### AIM:
Recast the listing lines starting at the one containing "Category: leafy tree" and ending at the one containing "(174, 1176)" as a Markdown table with the columns Row and Line. Skip any blank lines.

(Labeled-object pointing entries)
** Start **
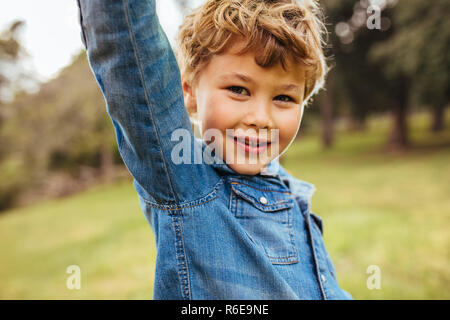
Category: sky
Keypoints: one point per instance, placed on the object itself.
(52, 33)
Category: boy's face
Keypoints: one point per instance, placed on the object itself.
(233, 92)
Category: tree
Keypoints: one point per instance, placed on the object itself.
(417, 54)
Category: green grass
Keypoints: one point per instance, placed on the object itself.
(389, 210)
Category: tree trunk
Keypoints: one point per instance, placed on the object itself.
(438, 118)
(326, 113)
(398, 139)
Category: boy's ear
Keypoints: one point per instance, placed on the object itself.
(189, 98)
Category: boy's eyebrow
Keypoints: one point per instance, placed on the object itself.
(243, 77)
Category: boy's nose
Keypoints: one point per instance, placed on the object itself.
(258, 115)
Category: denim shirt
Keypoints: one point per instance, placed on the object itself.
(219, 234)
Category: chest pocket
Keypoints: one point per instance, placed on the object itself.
(267, 218)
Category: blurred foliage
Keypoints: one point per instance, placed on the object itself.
(418, 50)
(64, 127)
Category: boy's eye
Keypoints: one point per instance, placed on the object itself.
(238, 90)
(284, 98)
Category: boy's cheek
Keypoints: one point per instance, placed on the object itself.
(288, 126)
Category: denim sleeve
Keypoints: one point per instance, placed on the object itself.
(139, 77)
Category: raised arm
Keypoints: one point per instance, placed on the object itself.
(136, 70)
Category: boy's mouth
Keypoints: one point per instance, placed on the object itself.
(251, 144)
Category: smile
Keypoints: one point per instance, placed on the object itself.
(251, 145)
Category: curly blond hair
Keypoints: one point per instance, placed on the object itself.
(275, 29)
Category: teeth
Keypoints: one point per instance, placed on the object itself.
(251, 142)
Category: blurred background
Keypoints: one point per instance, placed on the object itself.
(375, 143)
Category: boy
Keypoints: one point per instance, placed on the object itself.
(224, 229)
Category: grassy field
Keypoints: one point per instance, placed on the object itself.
(388, 210)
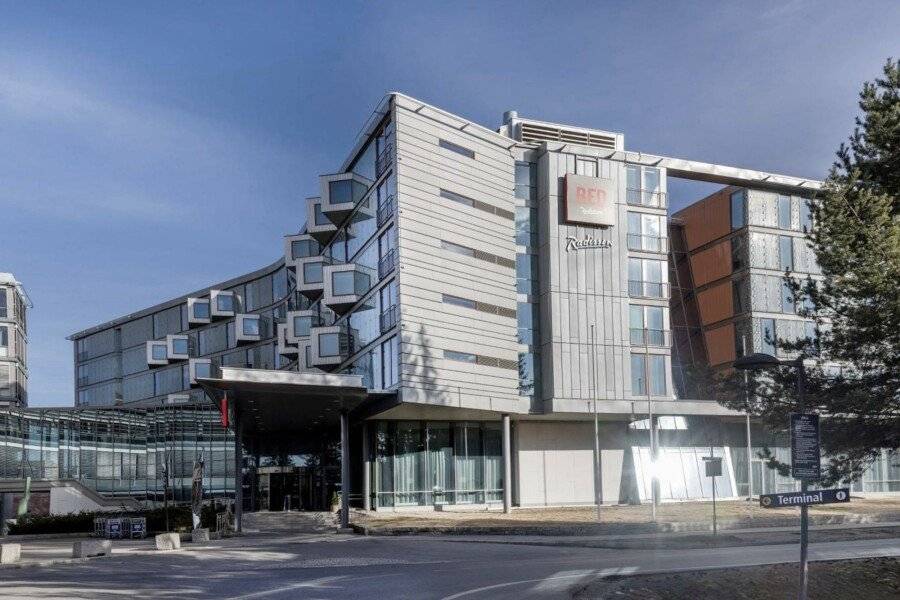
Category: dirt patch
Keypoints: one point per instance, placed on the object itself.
(670, 516)
(869, 579)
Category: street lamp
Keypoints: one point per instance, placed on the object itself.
(758, 362)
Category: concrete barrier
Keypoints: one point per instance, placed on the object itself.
(168, 541)
(201, 534)
(10, 553)
(88, 548)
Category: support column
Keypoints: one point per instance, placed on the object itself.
(238, 472)
(345, 470)
(367, 469)
(507, 467)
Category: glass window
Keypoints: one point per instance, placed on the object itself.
(457, 301)
(302, 325)
(329, 344)
(784, 212)
(225, 302)
(312, 272)
(657, 375)
(201, 310)
(180, 345)
(202, 370)
(457, 248)
(251, 326)
(526, 269)
(456, 148)
(460, 356)
(526, 180)
(342, 283)
(787, 298)
(638, 375)
(767, 327)
(805, 215)
(526, 226)
(586, 166)
(738, 217)
(785, 252)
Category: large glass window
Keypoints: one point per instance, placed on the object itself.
(785, 252)
(784, 212)
(329, 344)
(312, 272)
(738, 207)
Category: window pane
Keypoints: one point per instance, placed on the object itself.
(784, 212)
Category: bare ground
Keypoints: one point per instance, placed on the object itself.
(584, 519)
(867, 579)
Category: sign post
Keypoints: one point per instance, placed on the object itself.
(713, 466)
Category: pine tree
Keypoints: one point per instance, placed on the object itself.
(856, 304)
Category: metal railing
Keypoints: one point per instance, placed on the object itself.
(647, 243)
(652, 198)
(648, 289)
(384, 160)
(388, 319)
(385, 211)
(650, 337)
(387, 263)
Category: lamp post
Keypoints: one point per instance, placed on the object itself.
(758, 362)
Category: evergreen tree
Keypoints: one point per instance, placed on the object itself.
(856, 304)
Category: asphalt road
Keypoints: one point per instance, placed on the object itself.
(315, 566)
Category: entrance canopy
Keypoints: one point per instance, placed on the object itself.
(285, 408)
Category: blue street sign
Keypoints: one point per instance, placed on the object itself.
(804, 498)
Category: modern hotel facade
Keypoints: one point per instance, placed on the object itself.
(466, 302)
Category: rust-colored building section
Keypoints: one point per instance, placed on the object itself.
(703, 308)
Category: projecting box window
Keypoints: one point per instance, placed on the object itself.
(456, 148)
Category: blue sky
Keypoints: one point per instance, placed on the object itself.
(148, 151)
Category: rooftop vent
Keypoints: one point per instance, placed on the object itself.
(533, 132)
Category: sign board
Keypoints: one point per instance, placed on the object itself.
(590, 200)
(804, 498)
(713, 466)
(805, 455)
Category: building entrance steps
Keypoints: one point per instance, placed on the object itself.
(289, 522)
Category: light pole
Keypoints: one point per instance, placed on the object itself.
(759, 362)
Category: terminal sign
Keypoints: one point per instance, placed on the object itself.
(590, 200)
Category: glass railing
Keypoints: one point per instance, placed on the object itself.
(652, 198)
(647, 243)
(648, 289)
(650, 337)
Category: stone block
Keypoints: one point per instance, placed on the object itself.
(168, 541)
(88, 548)
(201, 534)
(10, 553)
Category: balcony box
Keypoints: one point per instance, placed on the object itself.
(341, 193)
(311, 275)
(199, 368)
(329, 347)
(157, 353)
(345, 285)
(301, 245)
(198, 312)
(222, 304)
(282, 345)
(177, 347)
(248, 328)
(300, 322)
(318, 225)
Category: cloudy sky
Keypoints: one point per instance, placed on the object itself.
(148, 151)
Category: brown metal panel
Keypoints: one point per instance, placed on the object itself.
(715, 303)
(712, 263)
(720, 344)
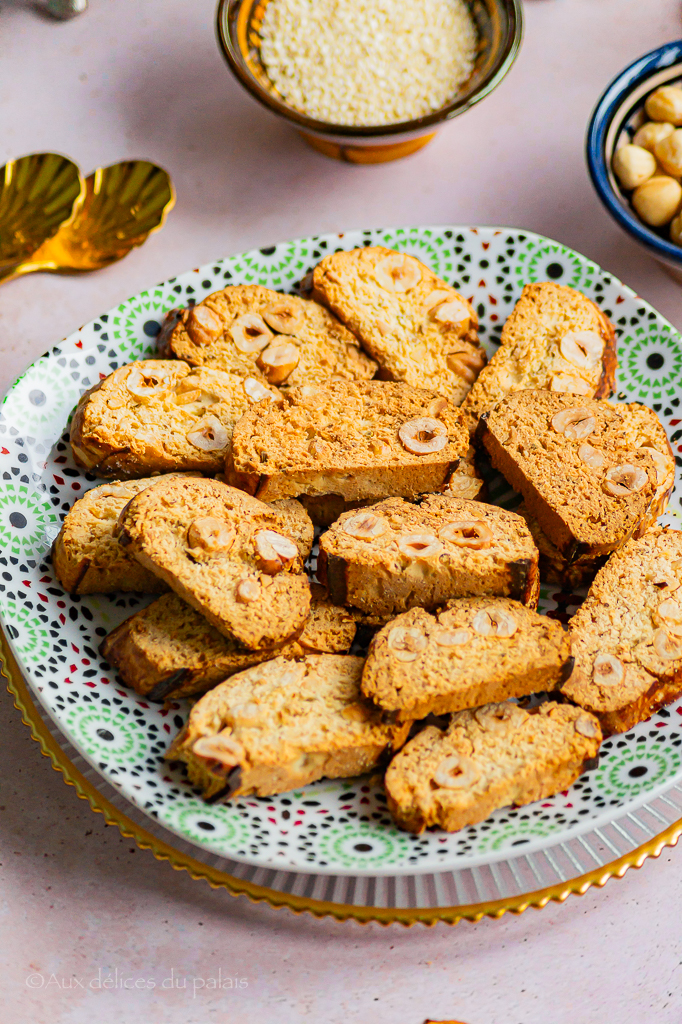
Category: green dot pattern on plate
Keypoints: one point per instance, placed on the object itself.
(650, 370)
(628, 773)
(334, 825)
(108, 735)
(28, 522)
(26, 630)
(363, 846)
(219, 826)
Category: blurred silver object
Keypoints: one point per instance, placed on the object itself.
(64, 9)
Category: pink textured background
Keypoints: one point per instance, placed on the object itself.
(142, 78)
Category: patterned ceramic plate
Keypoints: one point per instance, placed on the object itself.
(339, 827)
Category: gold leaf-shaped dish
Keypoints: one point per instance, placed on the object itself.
(123, 205)
(38, 195)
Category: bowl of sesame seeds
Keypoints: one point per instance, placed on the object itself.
(368, 81)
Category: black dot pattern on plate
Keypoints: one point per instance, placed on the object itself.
(342, 825)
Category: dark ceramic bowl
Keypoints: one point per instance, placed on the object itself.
(500, 25)
(615, 119)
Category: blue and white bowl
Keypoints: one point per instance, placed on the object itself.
(615, 119)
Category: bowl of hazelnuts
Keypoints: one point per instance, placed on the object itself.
(634, 153)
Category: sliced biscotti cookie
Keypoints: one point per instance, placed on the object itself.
(224, 553)
(88, 558)
(577, 466)
(394, 555)
(86, 555)
(486, 759)
(157, 416)
(476, 650)
(168, 649)
(555, 338)
(418, 328)
(627, 636)
(247, 329)
(361, 439)
(284, 724)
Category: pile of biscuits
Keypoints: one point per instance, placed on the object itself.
(363, 409)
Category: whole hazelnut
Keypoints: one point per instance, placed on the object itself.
(669, 154)
(633, 165)
(657, 200)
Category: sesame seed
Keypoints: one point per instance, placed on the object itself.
(368, 61)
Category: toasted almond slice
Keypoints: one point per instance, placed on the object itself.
(664, 581)
(607, 670)
(250, 333)
(397, 272)
(279, 361)
(591, 457)
(146, 383)
(661, 462)
(356, 713)
(406, 642)
(273, 551)
(463, 485)
(467, 534)
(209, 434)
(435, 298)
(222, 750)
(256, 390)
(566, 384)
(365, 525)
(667, 647)
(576, 424)
(248, 714)
(587, 726)
(583, 348)
(211, 535)
(496, 718)
(466, 365)
(495, 623)
(437, 407)
(620, 481)
(285, 316)
(456, 772)
(248, 591)
(453, 313)
(452, 638)
(204, 326)
(419, 546)
(187, 397)
(423, 435)
(670, 613)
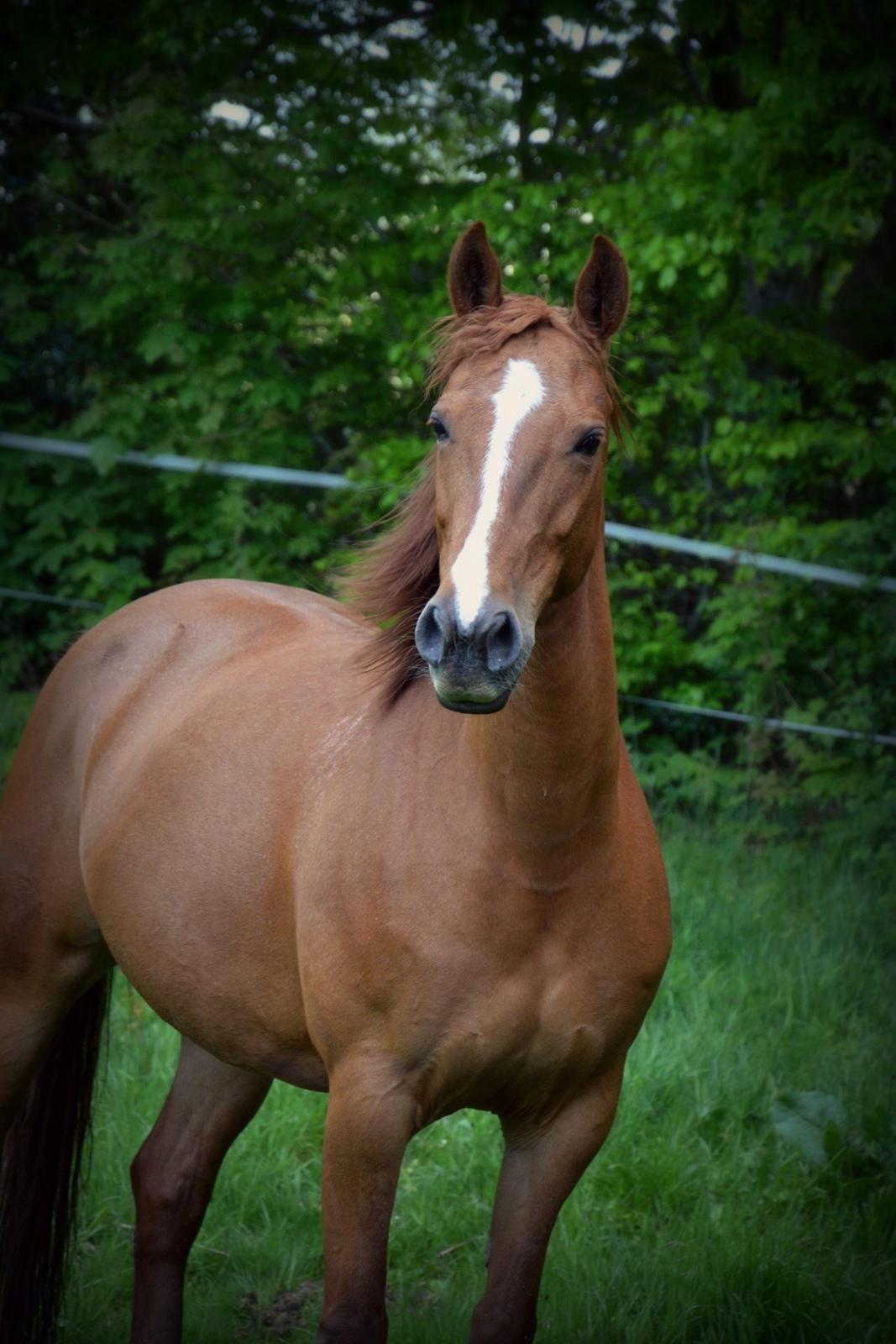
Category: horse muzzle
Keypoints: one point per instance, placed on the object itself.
(473, 669)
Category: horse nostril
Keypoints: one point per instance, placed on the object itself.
(503, 642)
(429, 635)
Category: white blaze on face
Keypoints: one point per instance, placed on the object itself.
(520, 391)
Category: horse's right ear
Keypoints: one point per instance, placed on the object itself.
(474, 273)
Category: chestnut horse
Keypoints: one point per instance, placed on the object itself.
(253, 800)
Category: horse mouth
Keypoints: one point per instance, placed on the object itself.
(470, 706)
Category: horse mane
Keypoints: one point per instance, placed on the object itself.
(394, 577)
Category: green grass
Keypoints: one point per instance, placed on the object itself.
(731, 1203)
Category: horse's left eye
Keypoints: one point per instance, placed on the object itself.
(590, 443)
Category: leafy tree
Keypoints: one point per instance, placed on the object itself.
(226, 232)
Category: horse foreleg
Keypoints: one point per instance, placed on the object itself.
(369, 1124)
(540, 1167)
(172, 1178)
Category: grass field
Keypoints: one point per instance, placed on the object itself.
(746, 1193)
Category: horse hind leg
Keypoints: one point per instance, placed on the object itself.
(174, 1176)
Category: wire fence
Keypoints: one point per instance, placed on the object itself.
(616, 531)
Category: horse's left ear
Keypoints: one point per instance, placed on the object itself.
(602, 289)
(474, 273)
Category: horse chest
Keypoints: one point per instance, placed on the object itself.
(526, 1038)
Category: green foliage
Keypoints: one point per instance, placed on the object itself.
(747, 1189)
(226, 235)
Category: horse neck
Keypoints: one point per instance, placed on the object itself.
(548, 763)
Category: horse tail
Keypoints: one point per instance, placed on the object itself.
(40, 1171)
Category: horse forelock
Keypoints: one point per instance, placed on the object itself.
(398, 573)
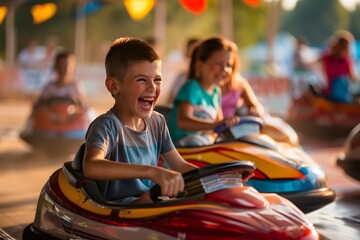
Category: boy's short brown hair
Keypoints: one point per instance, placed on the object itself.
(124, 52)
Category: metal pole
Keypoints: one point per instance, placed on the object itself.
(160, 26)
(10, 44)
(226, 18)
(80, 33)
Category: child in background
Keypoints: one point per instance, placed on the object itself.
(182, 76)
(123, 145)
(236, 94)
(197, 106)
(63, 86)
(338, 68)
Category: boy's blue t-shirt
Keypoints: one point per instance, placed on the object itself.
(122, 144)
(206, 106)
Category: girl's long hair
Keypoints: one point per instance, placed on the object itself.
(204, 50)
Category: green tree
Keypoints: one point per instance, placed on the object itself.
(316, 21)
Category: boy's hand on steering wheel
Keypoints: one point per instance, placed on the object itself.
(170, 182)
(229, 122)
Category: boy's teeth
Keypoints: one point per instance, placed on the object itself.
(148, 99)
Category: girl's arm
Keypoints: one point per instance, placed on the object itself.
(250, 99)
(188, 122)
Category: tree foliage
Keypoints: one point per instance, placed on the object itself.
(316, 20)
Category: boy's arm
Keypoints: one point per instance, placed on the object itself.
(176, 161)
(98, 168)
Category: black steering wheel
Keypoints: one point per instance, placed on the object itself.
(193, 184)
(243, 120)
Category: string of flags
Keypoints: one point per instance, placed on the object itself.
(137, 9)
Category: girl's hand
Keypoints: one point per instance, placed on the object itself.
(170, 182)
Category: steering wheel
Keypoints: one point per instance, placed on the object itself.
(243, 120)
(194, 179)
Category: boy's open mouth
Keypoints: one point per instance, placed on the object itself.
(146, 102)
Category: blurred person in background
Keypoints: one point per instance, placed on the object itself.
(197, 106)
(182, 76)
(63, 84)
(338, 68)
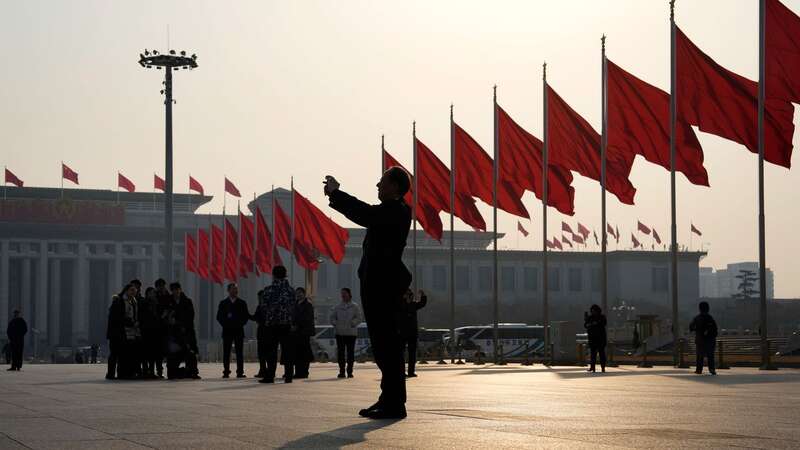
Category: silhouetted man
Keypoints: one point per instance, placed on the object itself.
(345, 318)
(595, 324)
(705, 338)
(233, 315)
(279, 302)
(384, 279)
(410, 327)
(17, 328)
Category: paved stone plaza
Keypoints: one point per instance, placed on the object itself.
(69, 406)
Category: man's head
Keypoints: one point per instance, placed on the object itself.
(161, 284)
(233, 290)
(394, 184)
(278, 273)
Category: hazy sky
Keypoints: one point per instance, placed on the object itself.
(306, 88)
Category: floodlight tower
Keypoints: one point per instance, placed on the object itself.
(168, 62)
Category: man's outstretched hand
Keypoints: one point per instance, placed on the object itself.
(331, 184)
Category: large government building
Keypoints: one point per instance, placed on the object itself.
(63, 254)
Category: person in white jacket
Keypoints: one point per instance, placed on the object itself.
(345, 318)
** End **
### RESPONSE TO THE EXERCISE:
| Row | Line |
|---|---|
| 1 | Category: leafy tree |
| 2 | Keypoints: one point per instance, placed on the object itself. |
| 3 | (226, 232) |
| 4 | Category: horse foreleg |
| 5 | Keypoints: one point per instance, placed on the object itself. |
| 6 | (369, 1124) |
| 7 | (540, 1167) |
| 8 | (172, 1178) |
| 9 | Category: grass field |
| 10 | Keypoints: one point per instance, placed on the object itself. |
| 11 | (746, 1193) |
| 12 | Category: horse hind leg |
| 13 | Keypoints: one point per instance, placed on the object itself. |
| 14 | (174, 1176) |